- [Gestelde opdracht 1] Schrijf uit het tekstgedeelte over zetmeelaardappelen letterlijk over wat tussen "Vervolgens kan de" en "te gaan telen." staat, beide inbegrepen.
- [Gestelde opdracht 2] Geef elke regel uit de records terug waarin het woord "distant" voorkomt. Hoofdletters en kleine letters tellen mee.

- [Tekstgedeelte]
┄┄┄┄┄┄┄┄┄┄┄┄┄┄┄┄┄┄┄┄
In het diagram kan eerst een keuze gemaakt worden om zetmeel/vlokkenaardappelen wel of niet te bewaren of zelf te transporteren naar de fabriek. Bij bewaring van aardappelen in de schuur wordt er een hogere premie uitbetaald. De bewaarkosten die een teler maakt zullen overeenkomen met de bewaarpremie die uitbetaald wordt door het afzetkanaal. Echter dit ligt wel aan de partij aardappelen die in de schuur ligt. Zitten hier veel rotte en slechte aardappelen in dan zullen de bewaarkosten hoger uitvallen vergeleken met de bewaarpremie. Niet in iedere situatie ligt de verhouding gelijk tussen de bewaarkosten en bewaarpremie.

Voor 1 hectare zetmeelaardappelen (48 ton zetmeelaardappelen, zetmeelpercentage 20) zijn de bewaarkosten €310,- volgens adviseur Han Kammer van DLV Plant. Als de zetmeelaardappelen op 15 februari geleverd zullen worden is de namalersvergoeding voor in de schuur €5 per ton aardappelen en de variabele vergoeding voor levertijdstip €58,85 (zie bijlage IX). De bewaarpremie komt op 48 ton x €5 + €58.85 =€298.85.

Daarnaast kan de keuze gemaakt worden om zelf de aardappelen te transporteren. Het voordeel hiervan is dat een teler het goedkoopste transportbedrijf kan kiezen om zijn aardappelen naar de fabriek te vervoeren. Door deze mogelijkheid kan er geld bespaard worden, waardoor er aan het eind van de streep meer geld over blijft. Bij eigen transport wordt arbeid zelden tot nooit meegerekend, waardoor het financieel aantrekkelijker kan zijn om zelf de aardappelen naar de fabriek te brengen. Een ander voordeel is dat arbeid en mechanisatie beter benut kan worden, hierdoor is de afschrijving van machines voordeliger. Daarnaast is afstand tot de fabriek een belangrijk punt. Als de teler dicht bij een fabriek woont is eigen transport voordeliger dan dat het door een transportbedrijf gedaan wordt.

Vervolgens kan de teler kiezen of de aardappelen 1op2 geteeld worden of er een ruimer bouwplan aangehouden wordt of dat er grond geruild kan worden om zo het bouwplan te verruimen of meer aardappelen te kunnen telen. Het voordeel hiervan is dat er meer opties zijn om voor een ander afzetkanaal te gaan telen.

Als laatste wordt aangegeven voor welk afzetkanaal het beste geteeld kan worden. Het gaat hier om de teelt van zetmeel, dubbeldoel en standaardrassen. Dubbeldoelrassen zijn rassen die voor zowel Rixona, Emsland en Avebe geteeld kunnen worden.

- Zetmeelrassen Avebe: Alle rassen die op de zetmeelaardappelen rassenlijst zijn weergegeven. - Standaardrassen Emsland: Saturna, Amanda, Donald, Karlena, Eldena, Allure, Aurora, Lady Ros,

Verdi, Tomensa

- Standaardrassen Rixona: Allure, Hansa, Donald, Saturna, Sassy en Verdi

- Dubbeldoelrassen Emsland: Nomade, Aveka, Novano, Saprodi, Festien en Supporter - Dubbeldoelrassen Rixona: Aveka, Novano, Axion, (festien en Altus in overleg)
┄┄┄┄┄┄┄┄┄┄┄┄┄┄┄┄┄┄┄┄
- [Records voor het plaatsen van punten]
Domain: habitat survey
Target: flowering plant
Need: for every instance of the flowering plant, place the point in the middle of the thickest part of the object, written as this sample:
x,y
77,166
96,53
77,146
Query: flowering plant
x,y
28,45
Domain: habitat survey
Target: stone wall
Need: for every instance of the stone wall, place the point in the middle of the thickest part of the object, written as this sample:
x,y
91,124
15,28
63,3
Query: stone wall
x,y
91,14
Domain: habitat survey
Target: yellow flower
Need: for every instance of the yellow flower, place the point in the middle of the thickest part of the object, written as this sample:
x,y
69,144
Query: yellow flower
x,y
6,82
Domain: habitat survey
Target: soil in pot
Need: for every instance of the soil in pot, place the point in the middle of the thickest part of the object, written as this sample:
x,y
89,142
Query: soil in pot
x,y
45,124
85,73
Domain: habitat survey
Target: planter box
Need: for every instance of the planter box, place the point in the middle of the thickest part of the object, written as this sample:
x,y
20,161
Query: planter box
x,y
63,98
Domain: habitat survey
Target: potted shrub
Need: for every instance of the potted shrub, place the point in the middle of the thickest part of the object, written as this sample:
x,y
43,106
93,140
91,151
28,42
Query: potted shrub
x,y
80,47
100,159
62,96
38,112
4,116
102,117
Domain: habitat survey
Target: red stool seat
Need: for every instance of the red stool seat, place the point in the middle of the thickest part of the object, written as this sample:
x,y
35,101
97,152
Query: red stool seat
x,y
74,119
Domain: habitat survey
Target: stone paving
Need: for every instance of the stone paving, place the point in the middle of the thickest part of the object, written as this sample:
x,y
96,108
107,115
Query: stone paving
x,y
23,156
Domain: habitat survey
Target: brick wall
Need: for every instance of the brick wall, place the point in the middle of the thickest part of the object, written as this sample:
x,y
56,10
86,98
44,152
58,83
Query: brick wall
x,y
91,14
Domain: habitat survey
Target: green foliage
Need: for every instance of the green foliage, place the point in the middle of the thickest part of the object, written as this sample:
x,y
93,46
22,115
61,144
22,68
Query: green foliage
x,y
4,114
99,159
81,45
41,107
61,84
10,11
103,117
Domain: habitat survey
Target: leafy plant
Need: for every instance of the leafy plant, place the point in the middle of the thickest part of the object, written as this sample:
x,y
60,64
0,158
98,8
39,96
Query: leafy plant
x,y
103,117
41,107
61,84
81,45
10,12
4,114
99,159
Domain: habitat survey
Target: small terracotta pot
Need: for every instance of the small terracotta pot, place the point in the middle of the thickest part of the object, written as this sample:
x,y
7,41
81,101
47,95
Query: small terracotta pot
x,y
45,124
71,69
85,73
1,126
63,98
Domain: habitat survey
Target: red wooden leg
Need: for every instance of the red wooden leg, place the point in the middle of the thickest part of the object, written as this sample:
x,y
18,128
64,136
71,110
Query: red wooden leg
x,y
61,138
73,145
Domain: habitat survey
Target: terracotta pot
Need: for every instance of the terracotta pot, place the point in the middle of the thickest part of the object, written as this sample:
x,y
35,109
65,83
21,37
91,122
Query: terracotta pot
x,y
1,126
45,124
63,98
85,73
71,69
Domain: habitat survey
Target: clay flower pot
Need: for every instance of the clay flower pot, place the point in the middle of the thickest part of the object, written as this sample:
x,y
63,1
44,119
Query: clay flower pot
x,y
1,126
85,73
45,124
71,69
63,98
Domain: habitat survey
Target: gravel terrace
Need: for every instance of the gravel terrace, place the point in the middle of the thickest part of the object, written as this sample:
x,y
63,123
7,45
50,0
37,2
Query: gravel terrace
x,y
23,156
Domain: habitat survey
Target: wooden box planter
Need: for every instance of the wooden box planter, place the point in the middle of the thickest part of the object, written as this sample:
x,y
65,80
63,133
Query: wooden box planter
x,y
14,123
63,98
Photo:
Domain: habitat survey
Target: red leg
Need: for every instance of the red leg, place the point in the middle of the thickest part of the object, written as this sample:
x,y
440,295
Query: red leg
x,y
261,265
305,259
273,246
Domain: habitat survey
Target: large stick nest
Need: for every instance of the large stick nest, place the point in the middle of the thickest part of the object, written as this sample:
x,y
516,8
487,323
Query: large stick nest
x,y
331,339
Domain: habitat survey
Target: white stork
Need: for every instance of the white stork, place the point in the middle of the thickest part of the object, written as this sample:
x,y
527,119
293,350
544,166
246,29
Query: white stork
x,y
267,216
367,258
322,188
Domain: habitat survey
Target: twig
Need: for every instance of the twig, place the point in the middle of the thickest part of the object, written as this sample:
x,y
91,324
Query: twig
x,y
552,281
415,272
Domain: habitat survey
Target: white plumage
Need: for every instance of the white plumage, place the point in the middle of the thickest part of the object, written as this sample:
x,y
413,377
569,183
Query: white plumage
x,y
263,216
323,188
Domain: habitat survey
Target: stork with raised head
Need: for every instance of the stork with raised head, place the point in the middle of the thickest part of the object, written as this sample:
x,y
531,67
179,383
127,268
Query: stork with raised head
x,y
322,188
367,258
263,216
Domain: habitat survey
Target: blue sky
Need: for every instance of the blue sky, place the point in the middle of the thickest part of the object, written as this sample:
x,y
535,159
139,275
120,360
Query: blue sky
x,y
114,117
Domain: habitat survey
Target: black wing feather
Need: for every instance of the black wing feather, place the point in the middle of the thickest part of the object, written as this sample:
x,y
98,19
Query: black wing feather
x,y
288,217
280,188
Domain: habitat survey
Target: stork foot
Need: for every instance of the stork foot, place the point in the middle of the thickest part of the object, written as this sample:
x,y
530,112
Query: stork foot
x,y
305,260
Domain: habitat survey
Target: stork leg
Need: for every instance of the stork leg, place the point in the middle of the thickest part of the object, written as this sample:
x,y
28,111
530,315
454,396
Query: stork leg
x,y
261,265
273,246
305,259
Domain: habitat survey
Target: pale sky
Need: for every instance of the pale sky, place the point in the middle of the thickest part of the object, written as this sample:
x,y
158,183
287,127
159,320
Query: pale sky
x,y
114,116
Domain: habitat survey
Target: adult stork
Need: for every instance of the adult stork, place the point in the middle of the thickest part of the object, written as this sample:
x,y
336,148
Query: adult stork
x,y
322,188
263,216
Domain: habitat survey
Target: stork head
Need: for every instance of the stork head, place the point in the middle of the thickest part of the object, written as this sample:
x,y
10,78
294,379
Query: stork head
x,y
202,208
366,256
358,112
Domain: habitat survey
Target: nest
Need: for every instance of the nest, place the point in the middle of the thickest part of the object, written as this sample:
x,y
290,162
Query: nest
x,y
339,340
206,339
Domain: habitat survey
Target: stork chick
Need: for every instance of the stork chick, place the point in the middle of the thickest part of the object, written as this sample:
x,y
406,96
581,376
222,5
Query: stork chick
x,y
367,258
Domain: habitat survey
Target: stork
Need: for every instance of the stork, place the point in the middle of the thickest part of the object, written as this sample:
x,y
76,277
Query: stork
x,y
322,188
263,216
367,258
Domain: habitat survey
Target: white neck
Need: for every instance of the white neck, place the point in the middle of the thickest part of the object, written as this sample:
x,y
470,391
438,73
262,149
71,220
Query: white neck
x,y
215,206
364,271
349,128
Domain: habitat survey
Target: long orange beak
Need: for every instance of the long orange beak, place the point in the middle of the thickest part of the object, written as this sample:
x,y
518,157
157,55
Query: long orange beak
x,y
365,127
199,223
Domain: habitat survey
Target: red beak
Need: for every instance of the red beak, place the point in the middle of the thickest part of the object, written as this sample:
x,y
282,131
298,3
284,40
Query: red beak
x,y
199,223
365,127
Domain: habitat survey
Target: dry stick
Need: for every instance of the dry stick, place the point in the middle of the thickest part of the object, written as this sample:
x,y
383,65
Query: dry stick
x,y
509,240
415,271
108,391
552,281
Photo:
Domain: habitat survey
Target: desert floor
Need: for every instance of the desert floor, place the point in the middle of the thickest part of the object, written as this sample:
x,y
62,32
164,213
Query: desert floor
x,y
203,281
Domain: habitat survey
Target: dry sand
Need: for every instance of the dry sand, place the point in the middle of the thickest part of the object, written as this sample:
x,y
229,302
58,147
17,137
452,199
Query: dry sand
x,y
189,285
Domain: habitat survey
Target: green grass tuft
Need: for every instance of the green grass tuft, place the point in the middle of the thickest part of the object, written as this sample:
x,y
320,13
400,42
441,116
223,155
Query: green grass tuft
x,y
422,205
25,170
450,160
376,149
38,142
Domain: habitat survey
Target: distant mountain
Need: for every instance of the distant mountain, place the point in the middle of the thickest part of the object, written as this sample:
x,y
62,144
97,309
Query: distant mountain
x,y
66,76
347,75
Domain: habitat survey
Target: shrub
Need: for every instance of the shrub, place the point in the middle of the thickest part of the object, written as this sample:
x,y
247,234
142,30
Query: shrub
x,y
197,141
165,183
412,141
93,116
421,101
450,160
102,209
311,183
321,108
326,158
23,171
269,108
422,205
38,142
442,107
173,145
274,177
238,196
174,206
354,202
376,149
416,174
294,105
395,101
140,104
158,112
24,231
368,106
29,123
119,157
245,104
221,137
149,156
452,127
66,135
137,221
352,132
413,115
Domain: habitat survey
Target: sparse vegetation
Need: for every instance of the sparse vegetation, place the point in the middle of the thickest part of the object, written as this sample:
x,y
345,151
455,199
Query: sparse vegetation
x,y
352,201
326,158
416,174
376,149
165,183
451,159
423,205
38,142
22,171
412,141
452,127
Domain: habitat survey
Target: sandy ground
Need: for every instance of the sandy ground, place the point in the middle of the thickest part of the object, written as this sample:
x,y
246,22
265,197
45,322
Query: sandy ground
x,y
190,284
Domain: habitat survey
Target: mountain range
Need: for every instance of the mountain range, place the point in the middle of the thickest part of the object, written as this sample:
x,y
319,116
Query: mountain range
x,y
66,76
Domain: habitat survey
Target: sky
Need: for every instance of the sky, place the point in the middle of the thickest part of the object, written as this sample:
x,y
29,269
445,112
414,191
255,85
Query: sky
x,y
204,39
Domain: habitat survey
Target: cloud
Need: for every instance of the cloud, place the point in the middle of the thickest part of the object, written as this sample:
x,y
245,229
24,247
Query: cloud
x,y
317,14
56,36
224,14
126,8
┄┄┄┄┄┄┄┄┄┄┄┄┄┄┄┄┄┄┄┄
- [Juist antwoord 1]
Vervolgens kan de teler kiezen of de aardappelen 1op2 geteeld worden of er een ruimer bouwplan aangehouden wordt of dat er grond geruild kan worden om zo het bouwplan te verruimen of meer aardappelen te kunnen telen. Het voordeel hiervan is dat er meer opties zijn om voor een ander afzetkanaal te gaan telen.

- [Juist antwoord 2]
Target: distant mountain
Need: for every instance of the distant mountain, place the point in the middle of the thickest part of the object, written as this sample:
Query: distant mountain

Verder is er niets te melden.